Image-grounded pointing data:
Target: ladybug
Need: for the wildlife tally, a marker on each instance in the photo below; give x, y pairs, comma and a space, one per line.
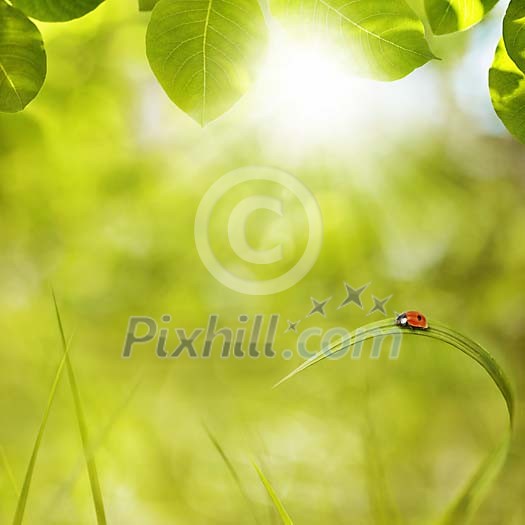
412, 319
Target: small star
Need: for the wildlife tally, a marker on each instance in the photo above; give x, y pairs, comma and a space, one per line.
379, 305
353, 295
318, 307
292, 327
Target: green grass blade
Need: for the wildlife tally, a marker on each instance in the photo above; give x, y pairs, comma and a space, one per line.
382, 505
90, 460
9, 471
65, 487
231, 469
462, 510
279, 507
22, 500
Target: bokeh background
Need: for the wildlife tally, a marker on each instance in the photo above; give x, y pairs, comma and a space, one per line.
422, 195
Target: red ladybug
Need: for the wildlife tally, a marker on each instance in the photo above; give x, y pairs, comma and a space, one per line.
412, 319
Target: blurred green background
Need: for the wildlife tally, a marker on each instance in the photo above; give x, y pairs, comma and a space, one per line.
422, 194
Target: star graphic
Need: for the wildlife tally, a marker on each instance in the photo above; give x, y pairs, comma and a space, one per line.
292, 327
379, 305
318, 307
353, 295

= What to work on =
Omit the pictures, then output every record exactly as given.

= Exercise result =
Target: ladybug
Need: for the wildlife tally, a marker on each instance in the photo below; give x, y pairs, comma and a space, one per line.
412, 319
Target: small star
Need: for the wildlife tally, a marker on each instance in the photo above; give x, y pairs, comma and a space, one per line.
379, 305
353, 295
318, 307
292, 327
Target: green grass blade
Need: for the wildlife tally, a marker on each instance in the photo above; give x, y pairs, comma and a space, one per line.
382, 505
90, 460
9, 471
65, 487
231, 469
462, 510
279, 507
22, 500
Target: bokeh background
Need: for the wildlife tally, a marker on each instance in the photo above; give x, y pairs, comma and a space, one per line.
422, 195
Target: red ladybug
Need: for the wildlife tally, a marker on each instance in the photo above; give x, y pairs, comma and a space, one per line.
412, 319
Target: blurred green background
Need: for the wildlife tally, a marker on each instance in the photo above; give x, y pairs, comma and a space, one per line.
422, 194
Target: star graphic
Need: for the wildlife tally, a marker on each instance in the photo above; give x, y pairs, comma and a space, one per line.
292, 327
379, 305
318, 307
353, 295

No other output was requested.